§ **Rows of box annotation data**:
· · · ·

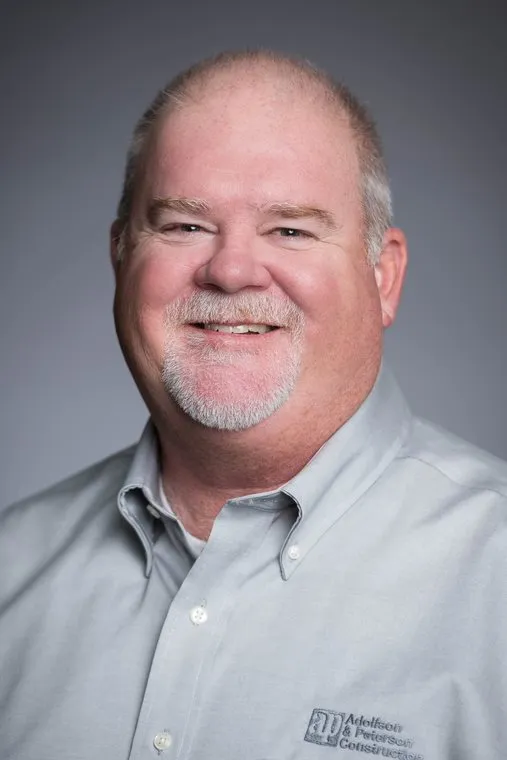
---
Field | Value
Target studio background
[0,0,507,504]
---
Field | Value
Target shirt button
[153,731,173,752]
[190,607,208,625]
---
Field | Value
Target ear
[109,219,121,275]
[375,227,408,327]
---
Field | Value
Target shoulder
[399,418,507,502]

· · · ·

§ **EXERCISE PROMPT**: Please express every line of the rows above as a JSON list of strings, one string per line, with blank lines and the pictures left out.

§ **COMPLETE ANSWER**:
[
  "---",
  "Field | Value",
  "Target studio background",
  "[0,0,507,504]",
  "---",
  "Field | Value",
  "Target shirt button",
  "[153,731,173,752]",
  "[190,607,208,625]",
  "---",
  "Field | Value",
  "Target ear",
  "[109,219,121,275]",
  "[375,227,408,327]",
  "---",
  "Field | Value",
  "Target shoulder",
  "[399,418,507,502]"
]